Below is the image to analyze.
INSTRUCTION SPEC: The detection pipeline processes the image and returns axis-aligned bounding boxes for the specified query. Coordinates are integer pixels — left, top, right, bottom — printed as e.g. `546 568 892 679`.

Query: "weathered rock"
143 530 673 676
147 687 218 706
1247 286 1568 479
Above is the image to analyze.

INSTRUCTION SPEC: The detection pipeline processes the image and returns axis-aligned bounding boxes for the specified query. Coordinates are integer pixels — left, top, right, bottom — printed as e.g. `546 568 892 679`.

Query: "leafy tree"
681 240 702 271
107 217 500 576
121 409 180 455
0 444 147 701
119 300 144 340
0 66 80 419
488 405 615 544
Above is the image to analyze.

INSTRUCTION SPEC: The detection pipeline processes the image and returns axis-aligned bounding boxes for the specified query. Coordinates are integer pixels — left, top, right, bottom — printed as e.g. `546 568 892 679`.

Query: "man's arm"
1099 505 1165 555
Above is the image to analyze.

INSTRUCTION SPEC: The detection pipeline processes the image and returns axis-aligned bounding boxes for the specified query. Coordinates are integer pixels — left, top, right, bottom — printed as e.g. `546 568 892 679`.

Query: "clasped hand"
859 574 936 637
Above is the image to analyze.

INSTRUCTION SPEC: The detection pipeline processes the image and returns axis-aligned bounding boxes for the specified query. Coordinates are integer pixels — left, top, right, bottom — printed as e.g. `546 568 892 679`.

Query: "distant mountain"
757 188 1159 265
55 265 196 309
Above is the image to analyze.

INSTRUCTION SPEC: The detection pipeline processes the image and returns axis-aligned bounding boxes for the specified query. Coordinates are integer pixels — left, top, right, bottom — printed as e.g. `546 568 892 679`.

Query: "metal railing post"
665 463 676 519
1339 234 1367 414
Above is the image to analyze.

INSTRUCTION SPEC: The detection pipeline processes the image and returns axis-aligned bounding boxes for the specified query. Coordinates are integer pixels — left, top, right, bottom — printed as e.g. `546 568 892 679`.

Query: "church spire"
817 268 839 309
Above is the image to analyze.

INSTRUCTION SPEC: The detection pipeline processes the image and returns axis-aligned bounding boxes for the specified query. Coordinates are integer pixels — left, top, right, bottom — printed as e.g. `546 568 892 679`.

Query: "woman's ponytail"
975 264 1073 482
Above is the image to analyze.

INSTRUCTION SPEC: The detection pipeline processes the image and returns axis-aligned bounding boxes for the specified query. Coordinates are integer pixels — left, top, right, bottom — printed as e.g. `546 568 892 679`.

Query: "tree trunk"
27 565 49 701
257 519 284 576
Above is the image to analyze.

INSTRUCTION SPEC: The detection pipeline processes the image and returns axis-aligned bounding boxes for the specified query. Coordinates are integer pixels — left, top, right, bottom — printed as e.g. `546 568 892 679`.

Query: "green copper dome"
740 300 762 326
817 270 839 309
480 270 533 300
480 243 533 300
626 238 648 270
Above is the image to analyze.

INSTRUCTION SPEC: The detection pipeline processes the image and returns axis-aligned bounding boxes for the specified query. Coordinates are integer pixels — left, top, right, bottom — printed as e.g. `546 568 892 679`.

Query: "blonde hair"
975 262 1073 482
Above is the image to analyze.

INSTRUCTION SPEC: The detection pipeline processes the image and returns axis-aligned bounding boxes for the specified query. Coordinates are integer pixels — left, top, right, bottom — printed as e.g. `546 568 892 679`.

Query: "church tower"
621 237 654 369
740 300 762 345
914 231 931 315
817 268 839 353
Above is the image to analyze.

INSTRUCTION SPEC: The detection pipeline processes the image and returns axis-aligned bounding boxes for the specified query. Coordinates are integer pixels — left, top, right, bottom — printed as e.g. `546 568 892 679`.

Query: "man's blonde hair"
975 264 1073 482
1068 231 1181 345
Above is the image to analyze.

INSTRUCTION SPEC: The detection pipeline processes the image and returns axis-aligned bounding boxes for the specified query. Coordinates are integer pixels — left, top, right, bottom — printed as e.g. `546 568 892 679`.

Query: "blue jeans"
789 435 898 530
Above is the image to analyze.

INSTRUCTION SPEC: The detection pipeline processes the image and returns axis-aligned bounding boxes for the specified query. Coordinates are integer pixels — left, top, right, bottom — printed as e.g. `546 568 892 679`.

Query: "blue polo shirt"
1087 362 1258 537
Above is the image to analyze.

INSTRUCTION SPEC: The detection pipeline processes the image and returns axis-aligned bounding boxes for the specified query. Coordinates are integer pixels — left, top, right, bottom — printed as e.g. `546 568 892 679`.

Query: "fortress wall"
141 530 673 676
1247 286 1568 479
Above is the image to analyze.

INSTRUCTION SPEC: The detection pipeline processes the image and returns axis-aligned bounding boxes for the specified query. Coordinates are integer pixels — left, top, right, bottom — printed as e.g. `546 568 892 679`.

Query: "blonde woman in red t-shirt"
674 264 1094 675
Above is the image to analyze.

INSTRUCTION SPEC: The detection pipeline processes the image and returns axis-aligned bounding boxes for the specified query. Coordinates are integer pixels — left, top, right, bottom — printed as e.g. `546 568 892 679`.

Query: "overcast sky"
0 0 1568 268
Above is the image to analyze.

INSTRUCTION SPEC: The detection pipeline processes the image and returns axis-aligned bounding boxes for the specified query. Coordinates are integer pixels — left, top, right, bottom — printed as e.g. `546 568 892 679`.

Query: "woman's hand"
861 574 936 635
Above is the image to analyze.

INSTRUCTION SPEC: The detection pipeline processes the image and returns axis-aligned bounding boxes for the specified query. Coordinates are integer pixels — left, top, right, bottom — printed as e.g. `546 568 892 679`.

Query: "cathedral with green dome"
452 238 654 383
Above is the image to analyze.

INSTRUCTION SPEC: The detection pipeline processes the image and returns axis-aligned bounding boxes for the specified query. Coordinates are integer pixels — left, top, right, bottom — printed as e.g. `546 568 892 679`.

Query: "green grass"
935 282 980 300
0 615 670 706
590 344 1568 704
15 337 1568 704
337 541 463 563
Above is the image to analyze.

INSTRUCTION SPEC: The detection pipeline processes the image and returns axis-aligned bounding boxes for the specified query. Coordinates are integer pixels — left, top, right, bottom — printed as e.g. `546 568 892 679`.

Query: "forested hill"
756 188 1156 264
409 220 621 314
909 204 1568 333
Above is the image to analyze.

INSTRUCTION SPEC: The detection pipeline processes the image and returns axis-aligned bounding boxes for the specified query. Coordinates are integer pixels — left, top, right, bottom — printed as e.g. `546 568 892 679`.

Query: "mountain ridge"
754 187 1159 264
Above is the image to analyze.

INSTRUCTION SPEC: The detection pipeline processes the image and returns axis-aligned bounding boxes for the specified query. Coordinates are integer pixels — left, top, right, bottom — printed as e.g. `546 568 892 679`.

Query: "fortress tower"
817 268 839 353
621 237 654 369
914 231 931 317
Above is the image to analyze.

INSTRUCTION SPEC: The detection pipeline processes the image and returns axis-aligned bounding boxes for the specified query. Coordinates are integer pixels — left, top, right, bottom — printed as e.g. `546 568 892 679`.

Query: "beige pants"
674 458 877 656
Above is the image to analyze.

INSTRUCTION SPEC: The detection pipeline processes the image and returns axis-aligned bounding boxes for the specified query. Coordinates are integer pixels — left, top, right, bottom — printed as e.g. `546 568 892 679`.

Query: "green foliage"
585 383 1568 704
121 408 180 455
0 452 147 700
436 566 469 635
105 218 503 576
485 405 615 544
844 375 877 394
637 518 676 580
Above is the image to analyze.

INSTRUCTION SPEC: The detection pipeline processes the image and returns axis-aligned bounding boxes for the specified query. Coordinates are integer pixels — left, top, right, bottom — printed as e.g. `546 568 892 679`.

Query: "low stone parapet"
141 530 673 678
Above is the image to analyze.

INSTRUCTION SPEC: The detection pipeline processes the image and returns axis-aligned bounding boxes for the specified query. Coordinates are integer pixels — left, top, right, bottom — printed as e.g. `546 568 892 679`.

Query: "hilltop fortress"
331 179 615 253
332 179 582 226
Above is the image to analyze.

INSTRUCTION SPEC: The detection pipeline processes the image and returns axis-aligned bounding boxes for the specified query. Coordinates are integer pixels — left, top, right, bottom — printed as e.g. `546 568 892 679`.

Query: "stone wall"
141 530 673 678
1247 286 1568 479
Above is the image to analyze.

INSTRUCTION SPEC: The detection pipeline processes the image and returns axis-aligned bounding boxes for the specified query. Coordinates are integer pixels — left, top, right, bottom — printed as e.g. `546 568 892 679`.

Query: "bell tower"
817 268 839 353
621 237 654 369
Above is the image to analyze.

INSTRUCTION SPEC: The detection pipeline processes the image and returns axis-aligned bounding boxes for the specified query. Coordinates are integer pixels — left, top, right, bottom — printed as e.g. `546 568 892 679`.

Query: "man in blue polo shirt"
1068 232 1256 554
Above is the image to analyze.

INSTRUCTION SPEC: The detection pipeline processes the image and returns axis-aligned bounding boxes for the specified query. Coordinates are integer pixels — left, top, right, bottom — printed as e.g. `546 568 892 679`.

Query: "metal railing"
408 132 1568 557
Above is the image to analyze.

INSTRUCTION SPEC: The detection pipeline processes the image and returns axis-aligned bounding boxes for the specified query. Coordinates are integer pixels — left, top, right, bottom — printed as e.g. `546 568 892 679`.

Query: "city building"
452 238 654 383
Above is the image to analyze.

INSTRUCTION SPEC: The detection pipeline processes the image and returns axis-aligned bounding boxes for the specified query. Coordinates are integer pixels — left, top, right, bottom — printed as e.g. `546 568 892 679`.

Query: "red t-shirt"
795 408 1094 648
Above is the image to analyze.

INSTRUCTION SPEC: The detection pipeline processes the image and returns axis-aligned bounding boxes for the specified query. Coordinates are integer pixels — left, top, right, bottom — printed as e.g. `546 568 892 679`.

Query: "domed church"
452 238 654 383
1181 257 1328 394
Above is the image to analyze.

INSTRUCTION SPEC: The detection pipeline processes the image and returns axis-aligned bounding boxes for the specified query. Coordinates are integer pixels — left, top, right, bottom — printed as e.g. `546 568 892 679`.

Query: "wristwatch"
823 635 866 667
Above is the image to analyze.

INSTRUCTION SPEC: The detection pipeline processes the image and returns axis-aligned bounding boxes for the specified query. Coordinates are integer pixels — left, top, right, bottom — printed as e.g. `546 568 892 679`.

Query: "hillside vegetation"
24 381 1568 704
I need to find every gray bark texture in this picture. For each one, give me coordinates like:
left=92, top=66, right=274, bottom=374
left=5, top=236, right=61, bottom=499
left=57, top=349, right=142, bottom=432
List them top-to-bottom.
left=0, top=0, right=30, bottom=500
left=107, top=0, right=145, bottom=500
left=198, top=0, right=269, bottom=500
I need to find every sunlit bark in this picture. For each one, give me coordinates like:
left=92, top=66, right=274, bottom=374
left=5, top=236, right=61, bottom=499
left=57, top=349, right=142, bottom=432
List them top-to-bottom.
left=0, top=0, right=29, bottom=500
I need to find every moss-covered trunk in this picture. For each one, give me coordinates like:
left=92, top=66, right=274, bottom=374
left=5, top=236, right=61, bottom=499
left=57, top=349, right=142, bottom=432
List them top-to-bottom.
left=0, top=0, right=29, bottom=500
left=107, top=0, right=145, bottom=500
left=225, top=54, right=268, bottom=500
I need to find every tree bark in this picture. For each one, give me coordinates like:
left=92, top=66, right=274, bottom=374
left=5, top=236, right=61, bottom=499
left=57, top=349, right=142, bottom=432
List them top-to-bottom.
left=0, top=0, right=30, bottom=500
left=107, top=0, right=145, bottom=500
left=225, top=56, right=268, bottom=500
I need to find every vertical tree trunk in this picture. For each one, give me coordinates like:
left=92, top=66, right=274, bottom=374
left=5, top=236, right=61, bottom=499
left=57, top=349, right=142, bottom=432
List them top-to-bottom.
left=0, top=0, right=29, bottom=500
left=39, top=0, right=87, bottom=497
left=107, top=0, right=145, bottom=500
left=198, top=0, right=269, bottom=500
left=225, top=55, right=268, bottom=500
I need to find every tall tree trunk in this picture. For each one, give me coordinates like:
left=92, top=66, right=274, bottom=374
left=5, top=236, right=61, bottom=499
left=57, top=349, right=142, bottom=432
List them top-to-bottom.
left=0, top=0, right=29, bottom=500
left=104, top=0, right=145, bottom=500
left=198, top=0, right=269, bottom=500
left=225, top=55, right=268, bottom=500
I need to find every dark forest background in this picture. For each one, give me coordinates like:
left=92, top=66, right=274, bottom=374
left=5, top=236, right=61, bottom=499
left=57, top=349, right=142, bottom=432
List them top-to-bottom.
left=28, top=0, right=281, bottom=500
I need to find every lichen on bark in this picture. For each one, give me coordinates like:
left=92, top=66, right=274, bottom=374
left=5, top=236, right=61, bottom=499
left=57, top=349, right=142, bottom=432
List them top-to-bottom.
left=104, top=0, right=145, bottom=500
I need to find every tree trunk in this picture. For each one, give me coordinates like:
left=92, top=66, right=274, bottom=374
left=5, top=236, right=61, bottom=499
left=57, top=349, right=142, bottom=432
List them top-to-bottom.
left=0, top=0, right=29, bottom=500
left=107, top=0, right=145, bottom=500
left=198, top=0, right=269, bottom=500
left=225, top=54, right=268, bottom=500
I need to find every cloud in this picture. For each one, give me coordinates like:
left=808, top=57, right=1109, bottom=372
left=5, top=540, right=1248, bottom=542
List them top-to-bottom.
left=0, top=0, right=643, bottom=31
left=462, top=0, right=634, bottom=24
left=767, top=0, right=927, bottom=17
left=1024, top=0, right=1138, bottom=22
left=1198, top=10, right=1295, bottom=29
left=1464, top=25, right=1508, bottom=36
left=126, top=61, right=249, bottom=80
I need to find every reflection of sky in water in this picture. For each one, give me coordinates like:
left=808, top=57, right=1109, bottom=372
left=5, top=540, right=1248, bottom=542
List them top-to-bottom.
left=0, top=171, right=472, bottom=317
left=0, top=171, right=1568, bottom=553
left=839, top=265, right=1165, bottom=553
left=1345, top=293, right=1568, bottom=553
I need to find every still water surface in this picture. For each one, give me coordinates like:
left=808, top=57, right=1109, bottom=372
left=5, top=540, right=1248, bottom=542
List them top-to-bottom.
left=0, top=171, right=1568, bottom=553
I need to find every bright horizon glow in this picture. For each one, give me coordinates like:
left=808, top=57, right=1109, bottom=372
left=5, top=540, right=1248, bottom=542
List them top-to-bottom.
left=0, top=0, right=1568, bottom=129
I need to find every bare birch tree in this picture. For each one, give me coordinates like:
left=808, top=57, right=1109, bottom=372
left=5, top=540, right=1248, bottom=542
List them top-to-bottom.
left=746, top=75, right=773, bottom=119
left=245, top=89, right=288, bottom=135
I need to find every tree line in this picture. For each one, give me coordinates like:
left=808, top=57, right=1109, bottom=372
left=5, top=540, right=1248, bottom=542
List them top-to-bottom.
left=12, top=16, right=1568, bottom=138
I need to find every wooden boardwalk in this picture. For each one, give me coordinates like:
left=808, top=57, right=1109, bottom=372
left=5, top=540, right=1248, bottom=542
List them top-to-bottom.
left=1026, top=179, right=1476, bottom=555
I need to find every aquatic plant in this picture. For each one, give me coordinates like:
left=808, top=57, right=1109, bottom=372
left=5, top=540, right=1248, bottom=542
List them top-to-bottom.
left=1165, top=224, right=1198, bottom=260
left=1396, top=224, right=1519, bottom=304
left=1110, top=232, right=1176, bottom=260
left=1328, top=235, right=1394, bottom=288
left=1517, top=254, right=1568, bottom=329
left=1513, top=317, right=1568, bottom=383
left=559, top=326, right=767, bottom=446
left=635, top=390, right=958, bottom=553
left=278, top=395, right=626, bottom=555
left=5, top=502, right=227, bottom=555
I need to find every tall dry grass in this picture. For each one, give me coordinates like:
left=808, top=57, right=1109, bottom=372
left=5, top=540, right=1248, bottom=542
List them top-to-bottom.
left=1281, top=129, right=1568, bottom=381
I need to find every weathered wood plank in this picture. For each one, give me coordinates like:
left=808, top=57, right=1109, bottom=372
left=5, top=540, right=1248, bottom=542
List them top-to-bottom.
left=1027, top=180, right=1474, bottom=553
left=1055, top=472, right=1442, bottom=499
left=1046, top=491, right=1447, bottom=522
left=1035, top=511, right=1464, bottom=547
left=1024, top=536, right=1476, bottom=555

----------------------------------------

## Written task:
Express the entries from the start through the line containing "1339 234 1367 414", both ends included, as a JSON list of strings with one string per line and blank lines omitted.

## Expected answer:
[
  "Below is the image to analyze.",
  "INSTRUCTION SPEC: The detection pipeline processes the image and returns axis-aligned bounding boxes for the specified query. Coordinates are integer pixels — left, top, right, bottom — printed as e.g. `546 568 892 679`.",
  "Query: \"weathered rock\"",
  "143 530 673 676",
  "147 687 218 706",
  "1247 286 1568 479",
  "Above is the image to analyze.",
  "INSTRUCTION SPEC: The detection pipeline processes the image and returns axis-aligned bounding boxes for the specified query. Coordinates are integer pixels — left, top, right, bottom — printed as e.g. `546 568 892 679`.",
  "Query: \"leafy tree\"",
  "681 240 702 271",
  "107 217 500 576",
  "121 409 180 455",
  "0 444 147 701",
  "119 300 144 340",
  "0 66 80 419",
  "488 405 615 544",
  "Above is the image to analyze.",
  "INSTRUCTION SPEC: The detection pipeline processes the image and returns axis-aligned bounding boxes for the specified query. Coordinates are integer pixels — left, top, right, bottom — printed as e.g. `546 568 892 679`.",
  "Query: \"man's arm\"",
  "1099 505 1165 555",
  "Above is the image to analyze.",
  "INSTRUCTION SPEC: The detection pipeline processes the image and returns axis-aligned bounding boxes for the specified query. Coordinates are integer pixels — left, top, right, bottom — printed as e.g. `546 568 892 679`.",
  "Query: \"clasped hand\"",
  "859 574 936 637",
  "Above is the image to analyze.",
  "INSTRUCTION SPEC: The detection pipeline processes the image and returns axis-aligned bounding boxes for the specified query. Coordinates are integer pixels — left, top, right, bottom — printed as e.g. `546 568 892 679`.",
  "Query: \"distant mountain\"",
  "757 188 1159 265",
  "55 265 196 309",
  "Above is the image to analyze.",
  "INSTRUCTION SPEC: The detection pipeline processes the image and returns axis-aligned bounding boxes for the specified query. Coordinates are integer pixels — left, top, right, bottom — printed as e.g. `546 568 892 679`.",
  "Query: \"metal railing post\"",
  "665 463 676 519",
  "1339 234 1367 414"
]